● **Sumber**
★ ★ ★ ★

Tak terasa semester pertama saya mengeyam bangku perkuliahan hampir  berakhir. Ujian Akhir Semester yang tinggal dua minggu lagi sama sekali  tidak mengurangi banyaknya kegiatan mahasiswa di akhir tahun 2017 ini.  Yah, begitulah mahasiswa. Slogan yang berbunyi "jangan sampai kegiatanmu  mengganggu kuliahmu", seolah dibalik menjadi "jangan sampai kuliahmu  mengganggu kegiatanmu". Tak heran jika mayoritas mahasiswa yang aktif  berkegiatan dan berorganisasi, mengurusi acara sana-sini, kuliahnya jadi  sedikit molor. Meskipun, sedikit itu relatif sih. Masih ada yang  menganggap kuliah molor dua tahun itu masih wajar. Saya yang masih maba  ini kadang merasa getir, saya nanti lulus berapa tahun ya kira-kira?
Nah,  salah satu kegiatan rutin mahasiswa di penghujung tahun seperti ini  adalah Pemilihan Raya. Singkat saja Pemira. Kegiatan ini adalah suatu  momen upgrading untuk kepengurusan organisasi-organisasi mahasiswa di  fakultas saya, seperti Badan Eksekutif Mahasiswa, Badan Legislatif  Mahasiswa, dan Himpunan Mahasiswa Jurusan. Acara utamanya,  organisasi-organisasi tersebut akan menentukan pemimpin barunya untuk  periode satu tahun kedepan. Tentu saja, pemimpin dipilih melalui  mekanisme pemilihan umum dengan seluruh mahasiswa fakultas sebagai  pemilihnya. Dibentuklah Komisi Pemilihan Umum Mahasiswa. Pada dasarnya,  fungsi dan tugasnya nggak beda jauh sama KPU, hanya saja yang ini untuk  ranah mahasiswa.

★ ★ ★ ★

● **Tugas Dikerjakan**
A: Jawab pertanyaan berikut dari tulisan tentang kegiatan mahasiswa:
(i) Berapa minggu lagi Ujian Akhir Semester akan tiba?
(ii) Apa kepanjangan dari Pemira?
(iii) Siapa yang menjadi pemilih dalam pemilihan pemimpin organisasi mahasiswa?
B: Teruskan tulisan tentang kegiatan mahasiswa, mulai sesudah kalimat terakhirnya.
Entri sesudah ini tidak diperlukan.

★ ★ ★ ★

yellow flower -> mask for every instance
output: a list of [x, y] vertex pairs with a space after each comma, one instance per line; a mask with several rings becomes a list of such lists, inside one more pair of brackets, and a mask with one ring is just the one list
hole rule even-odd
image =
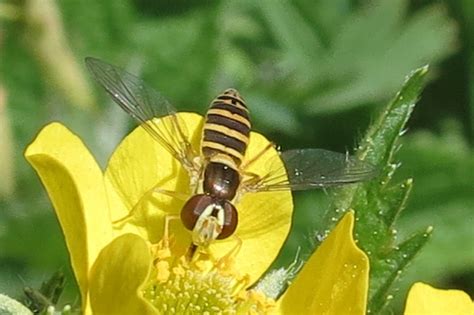
[[[179, 115], [197, 149], [202, 117]], [[246, 158], [267, 144], [252, 133]], [[276, 154], [268, 151], [249, 171], [261, 175], [279, 167], [265, 163]], [[54, 205], [86, 314], [365, 314], [369, 263], [352, 238], [352, 212], [275, 301], [271, 288], [249, 288], [288, 235], [290, 192], [246, 194], [237, 205], [235, 235], [241, 246], [232, 237], [216, 241], [210, 255], [189, 261], [184, 255], [191, 233], [179, 220], [170, 221], [170, 238], [163, 239], [165, 219], [179, 214], [183, 201], [154, 192], [159, 187], [190, 194], [187, 174], [141, 128], [123, 140], [105, 172], [81, 140], [58, 123], [46, 126], [25, 156]], [[113, 223], [127, 215], [129, 220]]]
[[463, 291], [440, 290], [418, 282], [408, 293], [405, 315], [474, 315], [474, 303]]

★ ★ ★ ★

● **Jawaban**
A:
(i) Dua minggu lagi.
(ii) Pemilihan Raya.
(iii) Seluruh mahasiswa fakultas.

B:
Seru sekali mengamati kegiatan Pemira  ini, apalagi bagi saya yang masih berlabel maba. Bagaimana kehidupan  perkuliahan memberi ruang untuk kita para mahasiswa berproses  seluas-luasnya. Tak terkecuali, berproses untuk merasakan atmosfer  politik dan segala macam lika-likunya. Menyaksikan para kandidat calon  membeberkan visi-misi, permainan lobi-melobi, menarik massa dengan  berbagai promosi. Ini adalah pelajaran berharga bagi kita, lakon penerus  bangsa, untuk mulai melek politik. Sekalipun kita tidak ada niatan  untuk menjadi politikus, penting bagi kita untuk memahami politik  sebagai bahan kita untuk memilih siapa pemimpin kita kedepannya. Ini  adalah pengetahuan dasar supaya kita tidak menjadi pemilih yang bodoh  dan mudah disetir. Tidak menjadi rakyat yang suaranya murah dan mudah  dibeli. Ditambah lagi, ini bisa kita jadikan motivasi agar tidak menjadi  golongan putih nanti.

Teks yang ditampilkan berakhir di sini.